** Opening DOCUMENT PASSAGE block **
Although I adored my CF care team, I was in search of something more: lumacaftor/ivacaftor (Orkambi®), which my current clinic was unable to access for me due to its unique care structure. With my doctor's blessing and encouragement, I contacted a second CF clinic an hour away. This new clinic had been a clinical trials study site for lumacaftor/ivacaftor, so I was hoping the doctors there would be able to assess whether I should try the new drug. The new doctor at the second clinic agreed that I would be an ideal candidate for lumacaftor/ivacaftor. She also confirmed that I could continue to be a patient there while still seeing my other CF doctor. And so, two CF clinics began to share joint custody over my care.
While I do seek care from two different clinics, the phrase “joint custody” implies that I play a passive role here, and that couldn't be further from reality. The truth is that navigating two different CF care teams has made me a more engaged patient and advocate for my care.
My first clinic is much closer to my home and significantly smaller, which makes it my go-to spot for labs, no matter which doctor has requested them. Because of its small size, there is only one CF doctor there, and she answers her personal phone when I call with a question. The wait times for phlebotomy are typically short, and I have become well-acquainted with the friendly man at the front desk who stamps my parking ticket during each visit.
On the other hand, the second clinic is part of a large, nationally recognized university hospital. It has an entire team of CF doctors and nurses available for rapid email feedback, consultation, and appointments. This clinic has also connected me to phenomenal resources, such as a dedicated CF pharmacist, who comes to my appointments to ensure I'm enrolled in all the right prescription drug discount programs and can answer my questions about dosages or drug interactions.
But, while two care teams may mean double the resources for medical advice, it also means I have twice the work when it comes to coordinating my care. For example, I typically alternate between clinics for my quarterly check-ups so that each CF doctor sees me approximately every six months instead of every three. And beyond my CF clinic appointments, I have many other care teams and providers who need to be kept up to speed as well -- a primary care internist, a high-risk obstetrician-gynecologist (OB-GYN), a reproductive endocrinologist, an orthopedist, and a psychologist. In the age of electronic health records, information sharing across care teams is easier than it used to be, though certainly not foolproof. Every so often, I'll learn that a medical information release authorization needs renewing, which reminds me that I need to proactively share information across my care teams.
** Closing DOCUMENT PASSAGE block **
EXERCISE INSTRUCTIONS:
1: Restate the cystic fibrosis care passage from "But, while two" up to and including "my care teams.", swapping "electronic health records" for "digital medical records".
2: Check each statement against the cystic fibrosis care passage. For each one, answer yes or no and quote the words that decide it.
(a) The first clinic has only one CF doctor.
(b) The second clinic is smaller than the first.
(c) Each CF doctor sees the writer about every three months.
3: Write a continuation of the cystic fibrosis care passage that picks up after its final sentence.
The rows after this passage are separate material and are unrelated to it.
** Opening SOURCE INFORMATION block **
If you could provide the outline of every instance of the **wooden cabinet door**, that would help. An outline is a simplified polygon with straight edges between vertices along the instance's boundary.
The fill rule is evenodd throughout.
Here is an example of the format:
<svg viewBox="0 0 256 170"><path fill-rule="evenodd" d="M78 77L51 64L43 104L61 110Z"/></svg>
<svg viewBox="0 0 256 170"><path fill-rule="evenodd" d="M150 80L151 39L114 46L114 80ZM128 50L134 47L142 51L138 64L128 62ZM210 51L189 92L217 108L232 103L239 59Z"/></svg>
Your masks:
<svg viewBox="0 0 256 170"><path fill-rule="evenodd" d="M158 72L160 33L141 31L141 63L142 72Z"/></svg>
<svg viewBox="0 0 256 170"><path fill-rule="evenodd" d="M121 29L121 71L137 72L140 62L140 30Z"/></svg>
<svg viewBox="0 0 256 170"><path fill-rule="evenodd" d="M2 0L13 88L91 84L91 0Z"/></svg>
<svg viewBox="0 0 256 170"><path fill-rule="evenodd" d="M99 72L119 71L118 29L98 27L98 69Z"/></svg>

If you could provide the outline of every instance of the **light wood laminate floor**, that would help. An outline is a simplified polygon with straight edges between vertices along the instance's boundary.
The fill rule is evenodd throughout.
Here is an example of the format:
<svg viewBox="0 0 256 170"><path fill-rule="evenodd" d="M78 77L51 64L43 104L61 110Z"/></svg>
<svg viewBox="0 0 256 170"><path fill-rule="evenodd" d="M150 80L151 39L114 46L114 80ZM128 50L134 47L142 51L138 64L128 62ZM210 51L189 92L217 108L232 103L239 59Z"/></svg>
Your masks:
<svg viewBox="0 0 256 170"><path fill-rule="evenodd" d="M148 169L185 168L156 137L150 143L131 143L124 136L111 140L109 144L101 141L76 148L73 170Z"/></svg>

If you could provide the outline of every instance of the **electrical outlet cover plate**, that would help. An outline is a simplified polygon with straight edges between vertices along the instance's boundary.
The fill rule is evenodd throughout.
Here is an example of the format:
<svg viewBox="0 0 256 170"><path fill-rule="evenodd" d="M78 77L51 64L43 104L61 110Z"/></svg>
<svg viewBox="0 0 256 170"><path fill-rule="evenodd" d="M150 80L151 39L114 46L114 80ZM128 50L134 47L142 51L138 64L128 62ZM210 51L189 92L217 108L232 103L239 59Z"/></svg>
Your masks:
** Closing SOURCE INFORMATION block **
ANSWERS BY ITEM NUMBER:
1:
But, while two care teams may mean double the resources for medical advice, it also means I have twice the work when it comes to coordinating my care. For example, I typically alternate between clinics for my quarterly check-ups so that each CF doctor sees me approximately every six months instead of every three. And beyond my CF clinic appointments, I have many other care teams and providers who need to be kept up to speed as well -- a primary care internist, a high-risk obstetrician-gynecologist (OB-GYN), a reproductive endocrinologist, an orthopedist, and a psychologist. In the age of digital medical records, information sharing across care teams is easier than it used to be, though certainly not foolproof. Every so often, I'll learn that a medical information release authorization needs renewing, which reminds me that I need to proactively share information across my care teams.

2:
(a) Yes: "there is only one CF doctor there"
(b) No: "My first clinic is much closer to my home and significantly smaller"
(c) No: "so that each CF doctor sees me approximately every six months instead of every three"

3:
Certainly, there are times after a particularly helpful appointment with one clinic or when certain records appear not to have made it from one doctor to the other that I wonder if I should just choose one CF care team and let the other go. My current approach is not without occasional frustration for both me and my doctors, I'm sure.
But, I feel lucky to have two doctors whose advice I value, and at the same time, two clinics to provide a sort-of “check and balance” on my care. The first time I went to the second clinic and the doctor there agreed with the general treatment approach of my first doctor, I felt a huge sense of relief and validation that my care was on the right track.
However, my teams will occasionally offer conflicting advice. While that can be difficult to reconcile, it is also a helpful reminder that decisions about my care are ultimately mine. It is up to me as both the patient and the consumer to engage with my doctors, carefully consider their recommendations, perhaps do my own research, and decide how to proceed. I believe that engagement has made me a better, smarter patient. And at the end of the day, I know that having two CF care teams (albeit as unconventional and occasionally challenging) is a gift.
Adult with CF
Diagnosed with cystic fibrosis at four months, Megan received a Master of Public Policy degree with a certificate in health policy from Duke University after earning a BA and MA from Stanford University. Megan has spent her career working in health policy, focusing on Medicaid. In 2019, she joined the governance board of the Cystic Fibrosis Reproductive and Sexual Health Collaborative, a nationwide online collaborative committed to responding to the needs of the CF community through partnerships that pave the way for improved sexual and reproductive health resources, healthcare, and knowledge for people with CF. Megan enjoys dance, barre fitness, and yoga. She lives in Silver Spring, Maryland, with her husband, Bobby, and son, Henry.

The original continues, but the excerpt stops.